### THINGS TO DO
(a) In the news report on the Bronx e-bike battery fire, which hospital was the victim rushed to?
(b) Write the next part of the news report on the Bronx e-bike battery fire, picking up after its final sentence.

### EXTRACT TO READ
=== Section Start ===

Man dies, two FDNY firefighters injured after e-bike battery ignites in Bronx apartment
A 34-year-old man died and two firefighters were injured after a moped’s lithium-ion battery caught fire inside his Bronx apartment.
It was the city’s fifth fatality this year caused by lithium-ion battery fires, the FDNY said.
The fire inside the third-floor apartment on Beaumont Ave. near Grote St. in Belmont erupted inside the home’s kitchen around 11:50 p.m. Thursday.
The victim had left his moped outside but was charging the battery when it set the apartment ablaze.
Responding firefighters found the victim, believed to be a tenant of the apartment, unconscious and rushed him to St. Barnabas Hospital, where he later died.
Another building tenant suffered serious injuries and was also taken to St. Barnabas Hospital. Two responding firefighters suffered minor injuries and were treated at the hospital, an FDNY spokesman said.
A woman who lives next door recalled seeing one of her neighbors standing at a window of the burning building and preparing to jump before firefighters rescued him.
“I saw the smoke shooting out and the guy was at the window looking like he wants to jump out,” said the 51-year-old neighbor, who gave her name as Ingrid. “I heard one of the guys that lives in the building telling the guy that was trying to jump through the window to get low, don’t let the smoke get him. Then the fire truck came and they got him out.”
Ingrid said the fire has left her shaken.
“It’s very frightening, because it’s so close to home,” she said.

=== Section End ===

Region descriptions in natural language
=== Section Start ===

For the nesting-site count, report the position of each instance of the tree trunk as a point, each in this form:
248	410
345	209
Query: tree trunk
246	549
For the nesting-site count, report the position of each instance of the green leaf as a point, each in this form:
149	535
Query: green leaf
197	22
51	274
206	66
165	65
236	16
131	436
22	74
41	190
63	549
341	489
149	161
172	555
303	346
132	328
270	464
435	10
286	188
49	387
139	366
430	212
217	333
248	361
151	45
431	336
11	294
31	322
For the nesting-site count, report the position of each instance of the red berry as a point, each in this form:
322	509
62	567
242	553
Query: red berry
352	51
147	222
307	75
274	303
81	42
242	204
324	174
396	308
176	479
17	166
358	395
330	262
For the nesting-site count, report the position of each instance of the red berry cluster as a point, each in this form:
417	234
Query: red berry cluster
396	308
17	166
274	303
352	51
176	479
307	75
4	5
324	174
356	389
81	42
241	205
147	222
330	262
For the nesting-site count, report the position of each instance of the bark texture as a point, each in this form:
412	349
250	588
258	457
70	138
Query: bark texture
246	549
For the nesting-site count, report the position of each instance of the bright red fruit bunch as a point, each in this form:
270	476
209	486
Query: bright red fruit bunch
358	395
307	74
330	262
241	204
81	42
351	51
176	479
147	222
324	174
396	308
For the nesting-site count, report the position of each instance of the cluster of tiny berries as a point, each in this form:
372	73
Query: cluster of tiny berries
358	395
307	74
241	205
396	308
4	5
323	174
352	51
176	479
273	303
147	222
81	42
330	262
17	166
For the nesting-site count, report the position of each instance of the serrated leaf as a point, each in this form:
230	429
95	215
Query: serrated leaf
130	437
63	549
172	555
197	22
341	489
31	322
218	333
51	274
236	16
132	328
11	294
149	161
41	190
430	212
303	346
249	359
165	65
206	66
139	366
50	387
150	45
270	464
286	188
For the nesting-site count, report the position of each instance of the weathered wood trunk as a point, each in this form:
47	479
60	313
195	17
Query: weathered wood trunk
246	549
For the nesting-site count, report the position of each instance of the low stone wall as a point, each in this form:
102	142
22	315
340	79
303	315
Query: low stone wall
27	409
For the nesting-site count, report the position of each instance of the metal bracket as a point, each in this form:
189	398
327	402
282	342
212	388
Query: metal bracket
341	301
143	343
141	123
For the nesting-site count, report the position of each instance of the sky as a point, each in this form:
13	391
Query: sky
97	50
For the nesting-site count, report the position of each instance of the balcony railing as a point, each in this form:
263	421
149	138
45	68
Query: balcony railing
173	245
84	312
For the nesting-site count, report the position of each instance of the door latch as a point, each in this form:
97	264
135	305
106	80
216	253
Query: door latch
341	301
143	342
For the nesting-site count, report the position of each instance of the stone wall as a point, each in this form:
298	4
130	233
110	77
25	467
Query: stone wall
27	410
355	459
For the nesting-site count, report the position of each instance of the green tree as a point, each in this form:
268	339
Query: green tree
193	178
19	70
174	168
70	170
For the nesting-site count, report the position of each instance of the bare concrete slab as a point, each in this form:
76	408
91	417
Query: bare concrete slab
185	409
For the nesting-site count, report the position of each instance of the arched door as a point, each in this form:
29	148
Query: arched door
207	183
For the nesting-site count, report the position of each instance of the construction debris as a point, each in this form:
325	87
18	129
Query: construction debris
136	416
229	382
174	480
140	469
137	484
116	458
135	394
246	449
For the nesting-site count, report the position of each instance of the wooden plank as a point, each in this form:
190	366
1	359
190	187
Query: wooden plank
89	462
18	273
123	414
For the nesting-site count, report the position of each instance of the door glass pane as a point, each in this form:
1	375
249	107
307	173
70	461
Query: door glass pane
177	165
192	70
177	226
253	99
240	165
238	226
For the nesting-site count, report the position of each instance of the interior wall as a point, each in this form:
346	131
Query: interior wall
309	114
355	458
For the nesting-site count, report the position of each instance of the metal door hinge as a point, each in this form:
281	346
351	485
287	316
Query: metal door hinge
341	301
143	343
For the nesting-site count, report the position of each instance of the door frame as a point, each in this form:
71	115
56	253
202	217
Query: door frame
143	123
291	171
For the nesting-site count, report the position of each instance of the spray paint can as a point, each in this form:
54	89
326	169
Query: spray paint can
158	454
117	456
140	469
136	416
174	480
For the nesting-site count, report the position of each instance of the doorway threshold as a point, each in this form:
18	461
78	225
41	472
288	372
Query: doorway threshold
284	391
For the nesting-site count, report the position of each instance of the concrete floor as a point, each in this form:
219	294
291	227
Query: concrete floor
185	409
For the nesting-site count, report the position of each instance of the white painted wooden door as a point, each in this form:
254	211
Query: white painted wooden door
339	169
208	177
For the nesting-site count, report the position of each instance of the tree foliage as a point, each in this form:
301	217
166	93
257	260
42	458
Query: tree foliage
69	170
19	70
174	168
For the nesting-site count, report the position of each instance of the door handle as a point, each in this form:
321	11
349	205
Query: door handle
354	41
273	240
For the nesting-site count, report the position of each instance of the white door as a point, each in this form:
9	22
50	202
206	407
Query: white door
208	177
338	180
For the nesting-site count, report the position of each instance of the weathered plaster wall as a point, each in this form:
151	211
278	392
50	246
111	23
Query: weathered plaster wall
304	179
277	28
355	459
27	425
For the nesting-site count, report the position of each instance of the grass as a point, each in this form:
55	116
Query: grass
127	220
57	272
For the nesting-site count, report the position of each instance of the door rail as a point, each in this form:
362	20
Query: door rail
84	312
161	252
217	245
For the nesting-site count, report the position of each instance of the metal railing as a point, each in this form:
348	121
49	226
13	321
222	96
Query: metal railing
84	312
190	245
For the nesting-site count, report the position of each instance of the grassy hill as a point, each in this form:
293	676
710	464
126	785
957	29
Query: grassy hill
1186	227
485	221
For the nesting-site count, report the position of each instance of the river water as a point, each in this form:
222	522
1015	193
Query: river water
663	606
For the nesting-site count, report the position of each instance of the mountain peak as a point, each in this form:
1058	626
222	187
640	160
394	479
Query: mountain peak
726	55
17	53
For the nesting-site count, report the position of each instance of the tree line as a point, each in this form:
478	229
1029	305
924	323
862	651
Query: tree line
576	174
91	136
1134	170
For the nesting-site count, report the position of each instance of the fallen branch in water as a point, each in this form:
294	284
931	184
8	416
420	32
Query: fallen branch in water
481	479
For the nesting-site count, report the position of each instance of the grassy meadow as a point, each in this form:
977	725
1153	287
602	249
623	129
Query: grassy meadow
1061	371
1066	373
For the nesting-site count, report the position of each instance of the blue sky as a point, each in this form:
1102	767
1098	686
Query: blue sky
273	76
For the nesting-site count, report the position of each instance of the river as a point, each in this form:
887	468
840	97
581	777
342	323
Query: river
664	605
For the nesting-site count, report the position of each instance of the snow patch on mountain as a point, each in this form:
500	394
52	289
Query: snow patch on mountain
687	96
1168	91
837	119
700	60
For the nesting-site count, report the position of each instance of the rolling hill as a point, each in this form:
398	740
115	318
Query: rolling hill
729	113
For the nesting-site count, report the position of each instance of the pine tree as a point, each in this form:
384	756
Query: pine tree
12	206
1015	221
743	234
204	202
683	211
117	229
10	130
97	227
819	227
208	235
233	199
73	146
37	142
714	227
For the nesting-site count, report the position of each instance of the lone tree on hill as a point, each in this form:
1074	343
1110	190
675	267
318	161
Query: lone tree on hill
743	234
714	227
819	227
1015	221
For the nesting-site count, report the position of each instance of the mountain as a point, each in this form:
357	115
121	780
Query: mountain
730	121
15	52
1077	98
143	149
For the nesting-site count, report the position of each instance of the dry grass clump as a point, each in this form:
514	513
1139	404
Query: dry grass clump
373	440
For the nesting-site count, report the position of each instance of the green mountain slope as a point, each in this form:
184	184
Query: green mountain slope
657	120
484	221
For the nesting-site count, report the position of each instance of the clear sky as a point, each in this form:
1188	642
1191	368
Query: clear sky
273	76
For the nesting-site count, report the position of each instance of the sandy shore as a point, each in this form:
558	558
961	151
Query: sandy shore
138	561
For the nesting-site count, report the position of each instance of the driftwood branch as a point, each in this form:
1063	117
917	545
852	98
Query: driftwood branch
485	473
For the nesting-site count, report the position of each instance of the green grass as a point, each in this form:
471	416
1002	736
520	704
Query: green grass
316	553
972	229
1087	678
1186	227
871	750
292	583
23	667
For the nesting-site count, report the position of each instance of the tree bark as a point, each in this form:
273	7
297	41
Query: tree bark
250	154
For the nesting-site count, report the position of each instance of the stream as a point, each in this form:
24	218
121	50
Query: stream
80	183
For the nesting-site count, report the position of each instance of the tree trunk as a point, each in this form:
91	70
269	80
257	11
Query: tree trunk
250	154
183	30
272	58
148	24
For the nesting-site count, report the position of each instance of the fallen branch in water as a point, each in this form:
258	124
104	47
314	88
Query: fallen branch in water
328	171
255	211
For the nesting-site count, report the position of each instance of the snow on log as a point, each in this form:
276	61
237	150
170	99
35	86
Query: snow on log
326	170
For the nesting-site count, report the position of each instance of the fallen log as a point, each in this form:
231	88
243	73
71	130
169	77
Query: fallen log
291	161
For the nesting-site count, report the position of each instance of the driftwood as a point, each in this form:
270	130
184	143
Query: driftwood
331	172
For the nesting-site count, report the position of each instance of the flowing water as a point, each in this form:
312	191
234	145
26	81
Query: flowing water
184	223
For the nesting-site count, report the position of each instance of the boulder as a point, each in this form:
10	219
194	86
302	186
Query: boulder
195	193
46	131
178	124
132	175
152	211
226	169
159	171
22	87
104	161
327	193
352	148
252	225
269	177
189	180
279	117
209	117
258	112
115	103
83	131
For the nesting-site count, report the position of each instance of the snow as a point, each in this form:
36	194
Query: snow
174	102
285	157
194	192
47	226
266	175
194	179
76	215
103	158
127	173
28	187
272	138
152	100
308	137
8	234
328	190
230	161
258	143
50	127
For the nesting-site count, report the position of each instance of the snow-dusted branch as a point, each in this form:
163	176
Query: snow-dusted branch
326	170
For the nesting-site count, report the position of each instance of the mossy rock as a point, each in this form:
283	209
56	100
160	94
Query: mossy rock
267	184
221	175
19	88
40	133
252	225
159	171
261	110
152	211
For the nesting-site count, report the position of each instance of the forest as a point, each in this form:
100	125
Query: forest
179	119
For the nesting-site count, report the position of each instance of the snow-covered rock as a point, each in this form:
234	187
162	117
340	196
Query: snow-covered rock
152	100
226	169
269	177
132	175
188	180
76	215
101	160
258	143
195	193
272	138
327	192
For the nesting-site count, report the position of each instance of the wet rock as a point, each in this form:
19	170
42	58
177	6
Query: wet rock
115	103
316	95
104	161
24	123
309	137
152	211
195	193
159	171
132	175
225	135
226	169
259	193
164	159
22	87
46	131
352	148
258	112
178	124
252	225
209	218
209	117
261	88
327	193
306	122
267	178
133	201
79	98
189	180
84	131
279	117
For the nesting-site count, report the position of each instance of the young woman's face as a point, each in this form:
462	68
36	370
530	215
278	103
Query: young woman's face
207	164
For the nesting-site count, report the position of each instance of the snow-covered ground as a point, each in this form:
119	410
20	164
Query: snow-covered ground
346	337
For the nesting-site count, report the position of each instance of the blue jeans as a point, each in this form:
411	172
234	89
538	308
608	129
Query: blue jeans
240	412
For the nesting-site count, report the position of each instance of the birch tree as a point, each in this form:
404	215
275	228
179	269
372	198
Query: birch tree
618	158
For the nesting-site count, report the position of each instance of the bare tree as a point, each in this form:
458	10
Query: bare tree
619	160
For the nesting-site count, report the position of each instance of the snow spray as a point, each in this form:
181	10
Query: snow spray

=== Section End ===

### ANSWERS BY TASK
(a) St. Barnabas Hospital

(b)
The victim of Thursday’s fire was an honest man who made a clean living, according to another neighbor, who said she’s distraught over the man’s tragic death.
“You see him all the time because, you know, people got to go to work,” said Ada Jimenez, 60. “He never disrespect nobody. Wasn’t a troublemaker. There’s an honest, working person, young person, kept [to] himself. This could have been avoided.”
The fire was put out within 40 minutes. More than 60 firefighters and city emergency medical technicians were called to handle the flames.
Firefighters found the battery inside the apartment where the blaze broke out. FDNY officials have determined that the lithium-ion battery caused the fire.
A hazmat team was dispatched to retrieve the lithium-ion battery and prevent it from reigniting, officials said.
Since 2022, high-voltage lithium-ion batteries have become the leading cause of fire deaths in New York City, though the number of deaths has dropped dramatically this year, FDNY officials said. At this time last year, 12 people across the city had died in e-bike battery fires — more than twice the number so far for this year.
Most recently, 69-year-old Georgiy Kizyun died when he was trapped in his Brighton Beach, Brooklyn, apartment on Oct. 16 by a fire sparked by an exploding e-bike battery.
FDNY Chief Fire Marshal Dan Flynn said then that Kizyun was unable to escape after a lithium-ion battery stored in his apartment blew up.
“The device was blocking the egress of the person that succumbed to their injuries,” Flynn told reporters outside the Brooklyn building. “Do not put these devices between you and the front door. You have to have a plan. Make sure you can get out.”